The tasks:
1. According to the passage on COP 17 in Durban, what was the name of the 1983 US operation that overthrew the Grenadian government?
2. Revise the COP 17 passage by rewriting everything from "COP 17 is the" down to "the first sandbar.", with "foam" changed to "spume".
3. Pick up the COP 17 commentary after its last sentence and extend it.

Reading passage:

COP 17 is the opposite of these scenarios. What we're witnessing in Durban is not the tumbling, frothy consumerist excesses of the crashing wave of a recklessly-expanding capitalism. Rows of chairs and computers at this UN conference, the boxes of complimentary gift bags and the politely queued delegates waiting to receive them: this is the immobilized foam, uniform in constitution after the irregular sized bubbles have burst, perched on the same wave, now receding past the first sandbar.
The urgency one might expect from a conference convened to keep the planet from cooking is absent. A journalist sings happy birthday to his son via Skype, while press releases advertise free food and drink and "good copy" to his colleagues.
Representing Grenada, ambassador Dessima Williams speaks to the plenary session. (She was part of the revolutionary Grenadian government when the US invaded in order to overthrow it in 1983's "Operation Urgent Fury.") She calmly asks the assembled delegates: "Why would we ever agree to a deal that has as its ultimate and inevitable consequence our own demise?" "It is a betrayal not just of small island nations, many of whom would be destined for extinction, but a betrayal of all humanity." The statement is transcribed and recorded on video, added to thousands of hours of archives.
The proceedings continue, with session titles like: "Joint forum on the impact of the implementation of response measures at the thirty-fourth and thirty-fifth sessions of the subsidiary bodies, with the objective of developing a work programme under the Subsidiary Body for Scientific and Technological Advice and the Subsidiary Body for Implementation to address these impacts, with a view to adopting, at the seventeenth session of the Conference of the Parties, modalities for the operationalization of the work programme and a possible forum on response measures."

Provided data:
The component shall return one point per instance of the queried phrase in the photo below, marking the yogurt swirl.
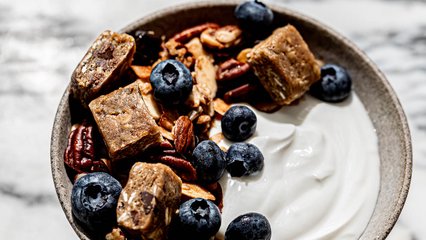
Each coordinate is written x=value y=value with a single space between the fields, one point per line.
x=321 y=176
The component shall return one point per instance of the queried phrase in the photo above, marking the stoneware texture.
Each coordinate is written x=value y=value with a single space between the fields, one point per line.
x=370 y=84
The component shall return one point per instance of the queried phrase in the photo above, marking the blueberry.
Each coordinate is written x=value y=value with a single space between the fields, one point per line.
x=334 y=85
x=243 y=159
x=209 y=161
x=250 y=226
x=199 y=219
x=238 y=123
x=254 y=14
x=94 y=200
x=171 y=82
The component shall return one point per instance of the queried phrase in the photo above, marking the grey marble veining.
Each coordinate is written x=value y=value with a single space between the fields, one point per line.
x=42 y=41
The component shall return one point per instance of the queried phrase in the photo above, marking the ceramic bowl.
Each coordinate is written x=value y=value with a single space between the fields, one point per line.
x=370 y=85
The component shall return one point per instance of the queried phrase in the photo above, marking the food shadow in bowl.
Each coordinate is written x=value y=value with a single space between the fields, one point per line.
x=369 y=83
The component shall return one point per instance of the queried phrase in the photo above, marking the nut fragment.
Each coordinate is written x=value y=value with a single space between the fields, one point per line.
x=220 y=106
x=193 y=32
x=184 y=134
x=181 y=166
x=190 y=190
x=204 y=119
x=242 y=56
x=231 y=69
x=217 y=138
x=142 y=72
x=115 y=234
x=239 y=93
x=168 y=118
x=224 y=37
x=80 y=152
x=205 y=75
x=166 y=134
x=177 y=50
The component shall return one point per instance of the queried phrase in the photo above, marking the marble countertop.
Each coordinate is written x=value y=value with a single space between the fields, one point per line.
x=42 y=41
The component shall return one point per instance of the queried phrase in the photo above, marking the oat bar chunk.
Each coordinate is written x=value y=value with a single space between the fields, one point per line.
x=284 y=64
x=108 y=57
x=124 y=121
x=149 y=200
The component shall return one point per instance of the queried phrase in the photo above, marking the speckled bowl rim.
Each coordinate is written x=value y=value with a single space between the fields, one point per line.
x=406 y=148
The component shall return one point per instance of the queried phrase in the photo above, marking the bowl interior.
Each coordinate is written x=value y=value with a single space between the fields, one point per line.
x=371 y=86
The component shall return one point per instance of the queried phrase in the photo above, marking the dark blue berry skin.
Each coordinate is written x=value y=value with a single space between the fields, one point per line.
x=238 y=123
x=209 y=161
x=244 y=159
x=171 y=82
x=334 y=86
x=250 y=226
x=254 y=14
x=94 y=200
x=199 y=219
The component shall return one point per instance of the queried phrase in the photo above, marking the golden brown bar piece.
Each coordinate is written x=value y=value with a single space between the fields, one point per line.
x=284 y=64
x=124 y=121
x=105 y=61
x=148 y=201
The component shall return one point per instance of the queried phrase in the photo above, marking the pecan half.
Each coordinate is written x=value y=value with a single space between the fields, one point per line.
x=224 y=37
x=184 y=135
x=231 y=69
x=192 y=32
x=80 y=152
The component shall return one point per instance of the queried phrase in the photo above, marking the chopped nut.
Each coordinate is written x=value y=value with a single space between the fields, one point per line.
x=184 y=134
x=142 y=72
x=203 y=119
x=231 y=69
x=239 y=93
x=193 y=32
x=115 y=234
x=190 y=190
x=166 y=134
x=80 y=152
x=179 y=51
x=224 y=37
x=205 y=75
x=220 y=106
x=196 y=48
x=242 y=56
x=182 y=167
x=217 y=138
x=168 y=118
x=152 y=105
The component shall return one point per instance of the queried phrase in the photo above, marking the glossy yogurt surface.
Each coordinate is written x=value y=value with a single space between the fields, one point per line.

Set of answers:
1. Operation Urgent Fury

2.
COP 17 is the opposite of these scenarios. What we're witnessing in Durban is not the tumbling, frothy consumerist excesses of the crashing wave of a recklessly-expanding capitalism. Rows of chairs and computers at this UN conference, the boxes of complimentary gift bags and the politely queued delegates waiting to receive them: this is the immobilized spume, uniform in constitution after the irregular sized bubbles have burst, perched on the same wave, now receding past the first sandbar.

3.
A possible forum on response measures.
NGO reps enjoy drinks on a patio next to Korean delegates, before moving on to the next meeting. Journalists gather documents from a converted bar -- complete with spigots which flow with metaphorical significance, despite not being connected to any keg -- and rake their laptops with their well-trained fingers, brows furrowed.
Everyone has a great reason for not expressing much beyond placidity. There are jobs to keep, funding relationships to maintain. Families to feed, careers to advance, and expensive educations to pay for. Access can be lost, patronage withdrawn and accreditation nullified. The simple privilege of passing through the security gate, greeted with a "Hello Mr. Jay," keeps me in line, along with the vast majority of others.
Not that any of these exigencies are present in the minds of any of the attendees. For the human mind to rationalize complicity with apocalyptic violence, all that is required is the initial commitment to the ideas that make that violence possible. After that, a convenient selection of facts, and the feeling of not being alone in bureaucratized atrocities is sufficient to maintain what would otherwise be considered too egregious and unacceptable to imagine.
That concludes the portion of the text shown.